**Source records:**
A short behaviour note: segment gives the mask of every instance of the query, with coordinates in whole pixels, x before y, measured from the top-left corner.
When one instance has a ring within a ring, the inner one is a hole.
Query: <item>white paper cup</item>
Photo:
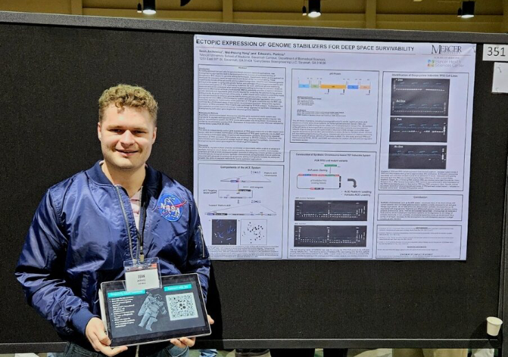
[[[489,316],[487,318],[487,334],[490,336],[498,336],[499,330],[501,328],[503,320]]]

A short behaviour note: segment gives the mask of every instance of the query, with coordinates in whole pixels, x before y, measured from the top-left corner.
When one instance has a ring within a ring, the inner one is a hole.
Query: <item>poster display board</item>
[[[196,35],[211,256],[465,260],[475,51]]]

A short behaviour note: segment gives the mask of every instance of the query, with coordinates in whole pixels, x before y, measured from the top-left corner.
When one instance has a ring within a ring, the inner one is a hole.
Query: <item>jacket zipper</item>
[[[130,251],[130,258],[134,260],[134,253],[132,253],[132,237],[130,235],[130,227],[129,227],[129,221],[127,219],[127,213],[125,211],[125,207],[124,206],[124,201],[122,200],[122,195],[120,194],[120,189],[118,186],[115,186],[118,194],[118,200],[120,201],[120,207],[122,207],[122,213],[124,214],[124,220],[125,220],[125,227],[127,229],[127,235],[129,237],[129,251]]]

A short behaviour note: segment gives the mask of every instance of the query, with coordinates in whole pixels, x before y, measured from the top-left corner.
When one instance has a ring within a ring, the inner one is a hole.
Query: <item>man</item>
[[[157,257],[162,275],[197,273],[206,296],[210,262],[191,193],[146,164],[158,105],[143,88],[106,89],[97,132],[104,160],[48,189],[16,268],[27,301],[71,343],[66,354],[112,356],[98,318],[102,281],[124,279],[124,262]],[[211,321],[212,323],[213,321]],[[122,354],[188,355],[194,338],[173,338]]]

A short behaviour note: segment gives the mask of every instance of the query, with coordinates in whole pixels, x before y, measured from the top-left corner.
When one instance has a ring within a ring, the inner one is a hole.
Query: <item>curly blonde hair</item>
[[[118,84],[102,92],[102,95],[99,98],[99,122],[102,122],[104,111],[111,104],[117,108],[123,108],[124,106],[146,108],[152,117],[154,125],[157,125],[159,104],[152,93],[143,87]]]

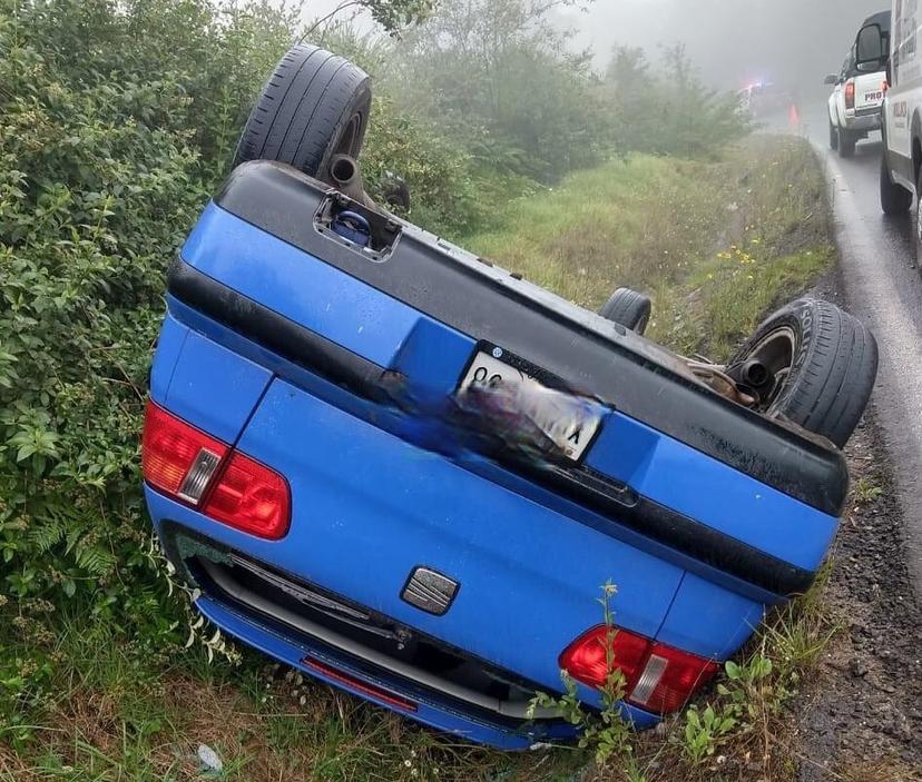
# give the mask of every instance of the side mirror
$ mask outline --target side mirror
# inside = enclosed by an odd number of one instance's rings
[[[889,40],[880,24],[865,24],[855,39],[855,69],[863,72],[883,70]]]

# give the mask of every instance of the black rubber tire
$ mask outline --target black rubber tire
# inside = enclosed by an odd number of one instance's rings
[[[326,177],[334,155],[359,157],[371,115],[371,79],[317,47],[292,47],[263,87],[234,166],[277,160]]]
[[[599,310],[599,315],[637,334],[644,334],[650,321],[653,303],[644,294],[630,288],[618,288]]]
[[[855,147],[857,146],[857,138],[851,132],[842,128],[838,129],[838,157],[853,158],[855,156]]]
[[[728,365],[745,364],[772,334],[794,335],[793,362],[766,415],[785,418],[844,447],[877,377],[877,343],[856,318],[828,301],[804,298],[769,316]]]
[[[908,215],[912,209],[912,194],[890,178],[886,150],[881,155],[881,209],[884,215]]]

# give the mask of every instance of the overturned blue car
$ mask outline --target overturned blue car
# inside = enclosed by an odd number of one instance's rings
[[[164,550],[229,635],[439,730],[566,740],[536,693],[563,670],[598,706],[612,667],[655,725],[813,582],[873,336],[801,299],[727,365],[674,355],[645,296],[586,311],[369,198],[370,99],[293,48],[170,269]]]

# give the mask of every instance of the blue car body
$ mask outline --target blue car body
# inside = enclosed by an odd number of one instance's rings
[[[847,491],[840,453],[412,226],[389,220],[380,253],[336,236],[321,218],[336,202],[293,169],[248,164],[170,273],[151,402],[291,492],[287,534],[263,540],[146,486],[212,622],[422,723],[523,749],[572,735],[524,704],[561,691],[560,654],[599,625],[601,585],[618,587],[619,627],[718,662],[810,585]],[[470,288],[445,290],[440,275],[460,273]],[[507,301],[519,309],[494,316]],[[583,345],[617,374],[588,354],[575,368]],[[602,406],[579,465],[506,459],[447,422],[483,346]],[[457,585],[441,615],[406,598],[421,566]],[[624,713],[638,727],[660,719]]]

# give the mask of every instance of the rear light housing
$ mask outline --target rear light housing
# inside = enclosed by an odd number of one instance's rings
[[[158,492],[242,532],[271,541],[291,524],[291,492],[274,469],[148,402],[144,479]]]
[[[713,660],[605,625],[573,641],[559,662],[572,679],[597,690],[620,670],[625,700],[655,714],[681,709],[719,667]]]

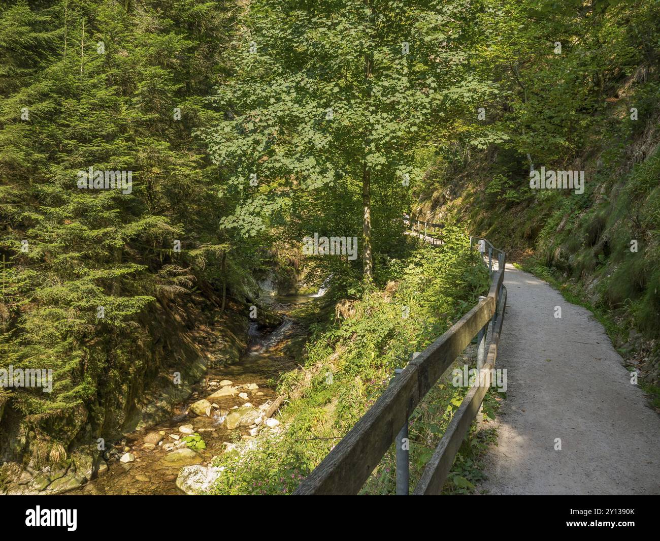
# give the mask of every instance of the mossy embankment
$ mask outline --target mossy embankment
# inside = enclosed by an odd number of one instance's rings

**TASK:** Rewrite the part of the data that opens with the line containing "# give the mask of every instance of the rear" and continues through the end of the data, keeping every line and shifting every coordinate up by 102. Leave the pictures out.

**SOLUTION FOR THIS TASK:**
# give the mask of every instance of the rear light housing
$ mask outline --target rear light housing
# inside = enclosed by an odd number of one instance's rings
[[[260,594],[344,634],[373,643],[393,626],[393,594],[376,571],[250,504],[246,581]]]
[[[815,762],[707,727],[675,743],[661,764],[674,781],[699,792],[722,772],[727,802],[757,816],[783,811],[821,769]]]

# give the mask of every instance of the mossy embankment
$ mask outline --target mossy embankment
# inside = enclosed by an odd number of one instance's rings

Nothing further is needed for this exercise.